BEGIN TEXT SHOWN

The day started badly for David Lammy. Well – we don’t know that for sure – it’s feasible that first thing this morning he won a great victory over his toothpaste tube, however his appearance on the Today programme wasn’t exactly a triumph. Asked by Justin Webb whether the US action was legal he told him that ‘we weren’t involved’. That’s the spirit: answer the question you want, not the question you were asked.
The Sage of Tottenham continued to manifest his dream interview rather than the one that was actually going on. We had a rather fun segue into the periodic table and percentages of uranium enrichment. ‘Oh Justin’, said Lammy at one point, ‘we’ve always been clear’. As a rainy day in Dundee.
Lammy continued his grand clarity tour in parliament where he made a statement on the state of the Middle East. It was hardly a great moment in the history of British foreign policy. Essentially, he told the House that there was almost nothing that Britain could or would do. ‘We will continue to persist with diplomacy’, was his repeated statement. As if this were some sort of active choice rather than the inevitable result of declining power. Imagine the equivalent statement in the natural world: ‘we will continue to persist with this tidal drift’, proclaims plankton.
At the end of Lammy’s clarity extravaganza, not much was announced
Once upon a time the foreign secretary would come to the House of Commons to tell them that Britain had sent gunboats to sort out a recalcitrant country: nowadays he comes to announce that ‘we’ve opened an email portal’. Next to Lammy sat Hamish Falconer, whose nepotistic rise in the contemporary Labour party makes the thousand-year Iranian Shahdom look like an exercise in raw meritocracy.
The government benches tut-tutted when Sarah Pochin of Reform UK asked whether the Americans had felt unable to launch their attacks from the Diego Garcia base, owing to the terms of the Chagos surrender deal. ‘Dear, dear’ harrumphed one back-bencher.
At that precise moment, Stephen Doughty, a flustered junior minister, was umming and ahhing before the Foreign Affairs Select Committee about whether the Mauritian taxpayer’s bonza payout was being funded from the UK defence budget. Stuttering commenced. Today’s mediocrity war was being waged on many fronts.
‘The Honourable Lady has got to get off social media,’ oiled the Foreign Secretary, accusing Pochin of ‘swallowing conspiracy theories’. ‘Answer the question!’ bellowed Richard Tice. A valiant effort but he might as well have been screaming at a lump of plasticine.
At the end of Lammy’s clarity extravaganza, not much was announced, even less concretely achieved. Britain’s foreign policy continues to look depressingly like a bald man giving his opinion on the design of a comb.

END TEXT SHOWN
BEGIN SUPPLIED RECORDS

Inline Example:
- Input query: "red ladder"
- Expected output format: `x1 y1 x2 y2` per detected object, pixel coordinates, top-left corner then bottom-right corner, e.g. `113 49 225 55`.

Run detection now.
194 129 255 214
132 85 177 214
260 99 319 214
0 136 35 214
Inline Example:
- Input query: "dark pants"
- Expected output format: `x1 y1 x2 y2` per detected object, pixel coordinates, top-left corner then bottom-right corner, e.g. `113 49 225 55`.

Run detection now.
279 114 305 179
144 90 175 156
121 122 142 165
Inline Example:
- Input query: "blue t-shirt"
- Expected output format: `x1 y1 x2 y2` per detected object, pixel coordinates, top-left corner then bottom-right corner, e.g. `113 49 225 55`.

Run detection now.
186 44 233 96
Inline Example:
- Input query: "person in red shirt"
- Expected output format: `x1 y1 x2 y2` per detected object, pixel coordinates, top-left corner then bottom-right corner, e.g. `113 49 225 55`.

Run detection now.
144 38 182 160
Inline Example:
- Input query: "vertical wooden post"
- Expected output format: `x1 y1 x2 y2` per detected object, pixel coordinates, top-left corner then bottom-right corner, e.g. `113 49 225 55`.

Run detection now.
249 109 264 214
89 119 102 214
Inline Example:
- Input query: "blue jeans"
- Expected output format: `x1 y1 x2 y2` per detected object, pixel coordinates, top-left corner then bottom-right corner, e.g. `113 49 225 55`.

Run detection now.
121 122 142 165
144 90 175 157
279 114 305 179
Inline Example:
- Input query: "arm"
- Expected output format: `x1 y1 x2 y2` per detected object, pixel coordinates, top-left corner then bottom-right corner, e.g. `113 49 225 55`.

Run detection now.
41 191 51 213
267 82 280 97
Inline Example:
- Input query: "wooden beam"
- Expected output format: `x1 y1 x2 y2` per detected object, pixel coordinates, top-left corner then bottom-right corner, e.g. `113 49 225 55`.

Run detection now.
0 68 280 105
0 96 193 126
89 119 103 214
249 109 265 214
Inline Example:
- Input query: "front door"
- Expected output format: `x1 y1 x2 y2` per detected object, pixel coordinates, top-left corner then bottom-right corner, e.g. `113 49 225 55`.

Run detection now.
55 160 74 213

END SUPPLIED RECORDS

→ **EXERCISE PROMPT**: Please write out, word for word, the part of the piece on David Lammy starting at "At that precise" and ending at "design of a comb.".

→ **FINISHED TASK**:
At that precise moment, Stephen Doughty, a flustered junior minister, was umming and ahhing before the Foreign Affairs Select Committee about whether the Mauritian taxpayer’s bonza payout was being funded from the UK defence budget. Stuttering commenced. Today’s mediocrity war was being waged on many fronts.
‘The Honourable Lady has got to get off social media,’ oiled the Foreign Secretary, accusing Pochin of ‘swallowing conspiracy theories’. ‘Answer the question!’ bellowed Richard Tice. A valiant effort but he might as well have been screaming at a lump of plasticine.
At the end of Lammy’s clarity extravaganza, not much was announced, even less concretely achieved. Britain’s foreign policy continues to look depressingly like a bald man giving his opinion on the design of a comb.